* **Aim of the task**: Transcribe verbatim the span of lines that opens with the line containing "Query: red rose bouquet" and closes with the last line of the data below.

Stored data entries
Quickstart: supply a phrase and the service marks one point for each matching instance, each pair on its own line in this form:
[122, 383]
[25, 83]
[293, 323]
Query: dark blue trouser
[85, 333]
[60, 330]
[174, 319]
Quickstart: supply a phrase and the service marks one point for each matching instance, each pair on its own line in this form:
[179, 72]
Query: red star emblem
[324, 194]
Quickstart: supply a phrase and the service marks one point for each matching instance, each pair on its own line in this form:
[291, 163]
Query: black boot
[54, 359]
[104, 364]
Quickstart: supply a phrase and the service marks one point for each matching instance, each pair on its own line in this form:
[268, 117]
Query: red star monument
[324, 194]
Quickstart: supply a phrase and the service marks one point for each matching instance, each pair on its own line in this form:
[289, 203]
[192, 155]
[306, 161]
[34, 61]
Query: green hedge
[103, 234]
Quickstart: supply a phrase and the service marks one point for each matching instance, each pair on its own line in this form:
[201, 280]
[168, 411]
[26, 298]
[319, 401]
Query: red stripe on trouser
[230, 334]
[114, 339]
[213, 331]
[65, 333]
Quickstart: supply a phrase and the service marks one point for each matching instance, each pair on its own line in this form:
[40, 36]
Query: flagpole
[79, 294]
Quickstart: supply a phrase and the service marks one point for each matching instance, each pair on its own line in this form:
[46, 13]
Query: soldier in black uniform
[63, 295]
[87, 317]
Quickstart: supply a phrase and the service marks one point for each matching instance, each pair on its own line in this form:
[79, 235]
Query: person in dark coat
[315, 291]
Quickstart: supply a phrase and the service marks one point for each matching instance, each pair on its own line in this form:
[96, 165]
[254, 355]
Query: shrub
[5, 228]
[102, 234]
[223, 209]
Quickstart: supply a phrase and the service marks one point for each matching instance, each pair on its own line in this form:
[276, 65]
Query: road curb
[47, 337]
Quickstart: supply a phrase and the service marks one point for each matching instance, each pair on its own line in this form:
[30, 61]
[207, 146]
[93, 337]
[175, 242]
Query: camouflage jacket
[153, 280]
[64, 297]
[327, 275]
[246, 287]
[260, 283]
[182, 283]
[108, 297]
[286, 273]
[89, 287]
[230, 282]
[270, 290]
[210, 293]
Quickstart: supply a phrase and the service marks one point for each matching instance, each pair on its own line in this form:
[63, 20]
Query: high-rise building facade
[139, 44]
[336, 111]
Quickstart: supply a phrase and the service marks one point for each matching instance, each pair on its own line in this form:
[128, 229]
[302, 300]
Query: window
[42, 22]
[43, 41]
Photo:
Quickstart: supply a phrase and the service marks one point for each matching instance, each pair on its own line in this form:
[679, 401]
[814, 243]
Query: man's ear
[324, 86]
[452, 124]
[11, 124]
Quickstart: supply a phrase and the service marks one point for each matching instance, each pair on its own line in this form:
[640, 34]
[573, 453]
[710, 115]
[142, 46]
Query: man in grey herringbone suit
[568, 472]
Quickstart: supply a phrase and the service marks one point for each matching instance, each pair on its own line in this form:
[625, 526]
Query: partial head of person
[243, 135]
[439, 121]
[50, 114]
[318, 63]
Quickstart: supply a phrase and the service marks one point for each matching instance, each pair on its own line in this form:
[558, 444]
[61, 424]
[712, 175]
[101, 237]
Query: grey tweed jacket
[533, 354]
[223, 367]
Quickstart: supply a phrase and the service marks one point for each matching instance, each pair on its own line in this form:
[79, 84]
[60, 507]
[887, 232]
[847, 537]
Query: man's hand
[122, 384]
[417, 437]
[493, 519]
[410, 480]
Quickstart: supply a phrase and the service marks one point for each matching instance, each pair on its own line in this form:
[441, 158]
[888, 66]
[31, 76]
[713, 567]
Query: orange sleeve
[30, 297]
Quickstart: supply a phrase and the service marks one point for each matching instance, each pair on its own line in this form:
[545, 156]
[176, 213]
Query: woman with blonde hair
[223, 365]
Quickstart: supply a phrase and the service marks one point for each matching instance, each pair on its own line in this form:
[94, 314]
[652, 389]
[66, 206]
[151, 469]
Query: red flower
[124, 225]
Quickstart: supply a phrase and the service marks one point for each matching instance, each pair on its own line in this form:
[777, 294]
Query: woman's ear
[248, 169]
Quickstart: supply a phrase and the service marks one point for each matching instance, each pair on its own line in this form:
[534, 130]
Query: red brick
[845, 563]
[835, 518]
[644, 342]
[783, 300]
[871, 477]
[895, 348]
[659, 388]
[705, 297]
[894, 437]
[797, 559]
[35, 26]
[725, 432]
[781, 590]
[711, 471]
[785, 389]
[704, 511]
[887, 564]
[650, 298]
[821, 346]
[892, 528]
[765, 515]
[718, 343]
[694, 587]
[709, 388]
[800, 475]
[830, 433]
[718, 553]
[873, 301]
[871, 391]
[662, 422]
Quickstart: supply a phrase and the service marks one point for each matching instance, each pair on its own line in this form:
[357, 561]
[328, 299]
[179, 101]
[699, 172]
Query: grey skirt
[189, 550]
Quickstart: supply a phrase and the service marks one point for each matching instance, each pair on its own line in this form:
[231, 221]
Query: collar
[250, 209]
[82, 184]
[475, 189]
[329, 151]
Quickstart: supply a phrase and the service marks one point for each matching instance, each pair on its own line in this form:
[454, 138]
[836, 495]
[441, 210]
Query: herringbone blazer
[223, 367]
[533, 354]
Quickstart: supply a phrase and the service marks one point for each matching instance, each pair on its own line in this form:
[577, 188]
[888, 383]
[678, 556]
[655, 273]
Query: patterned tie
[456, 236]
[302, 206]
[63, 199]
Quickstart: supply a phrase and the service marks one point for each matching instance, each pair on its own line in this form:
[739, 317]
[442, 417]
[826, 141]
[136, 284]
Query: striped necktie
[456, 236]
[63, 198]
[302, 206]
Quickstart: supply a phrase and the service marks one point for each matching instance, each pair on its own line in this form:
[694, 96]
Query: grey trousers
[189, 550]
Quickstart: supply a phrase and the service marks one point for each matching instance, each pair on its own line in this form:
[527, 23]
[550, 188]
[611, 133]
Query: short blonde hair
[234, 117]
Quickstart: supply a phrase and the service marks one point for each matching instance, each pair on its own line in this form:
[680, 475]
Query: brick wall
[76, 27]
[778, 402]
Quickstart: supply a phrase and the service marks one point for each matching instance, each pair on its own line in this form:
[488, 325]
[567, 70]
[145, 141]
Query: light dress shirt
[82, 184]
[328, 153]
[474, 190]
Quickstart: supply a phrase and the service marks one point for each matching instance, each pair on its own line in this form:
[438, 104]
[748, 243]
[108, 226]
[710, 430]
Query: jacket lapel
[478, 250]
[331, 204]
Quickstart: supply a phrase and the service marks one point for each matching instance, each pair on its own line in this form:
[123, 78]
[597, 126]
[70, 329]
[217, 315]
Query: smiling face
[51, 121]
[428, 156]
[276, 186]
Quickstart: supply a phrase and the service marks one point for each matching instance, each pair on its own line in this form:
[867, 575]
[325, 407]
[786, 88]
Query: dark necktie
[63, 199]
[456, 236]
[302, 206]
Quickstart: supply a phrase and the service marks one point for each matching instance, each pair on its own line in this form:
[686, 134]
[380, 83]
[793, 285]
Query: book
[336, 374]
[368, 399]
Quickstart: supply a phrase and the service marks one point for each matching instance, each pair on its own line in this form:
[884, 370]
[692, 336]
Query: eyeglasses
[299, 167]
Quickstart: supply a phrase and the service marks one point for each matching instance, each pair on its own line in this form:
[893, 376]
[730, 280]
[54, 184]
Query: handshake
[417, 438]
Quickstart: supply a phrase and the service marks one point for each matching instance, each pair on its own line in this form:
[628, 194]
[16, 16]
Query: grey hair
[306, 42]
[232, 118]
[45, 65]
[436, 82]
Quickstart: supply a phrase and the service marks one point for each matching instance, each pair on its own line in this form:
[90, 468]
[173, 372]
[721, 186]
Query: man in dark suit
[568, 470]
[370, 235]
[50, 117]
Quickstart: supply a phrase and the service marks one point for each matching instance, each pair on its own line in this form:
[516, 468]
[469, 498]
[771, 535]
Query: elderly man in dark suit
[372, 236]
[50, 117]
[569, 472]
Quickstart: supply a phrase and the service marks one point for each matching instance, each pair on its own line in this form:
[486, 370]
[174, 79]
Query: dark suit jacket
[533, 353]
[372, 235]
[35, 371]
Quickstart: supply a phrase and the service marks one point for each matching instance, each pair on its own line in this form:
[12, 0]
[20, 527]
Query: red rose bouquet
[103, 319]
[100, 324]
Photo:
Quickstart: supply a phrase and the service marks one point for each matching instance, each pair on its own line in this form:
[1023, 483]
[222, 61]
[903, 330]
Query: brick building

* **Task output**:
Query: red rose bouquet
[103, 319]
[100, 324]
Photo:
Quickstart: supply a phrase and the service marks one point for each matching instance, each pair on its own line in this form:
[1023, 483]
[222, 61]
[903, 330]
Query: brick building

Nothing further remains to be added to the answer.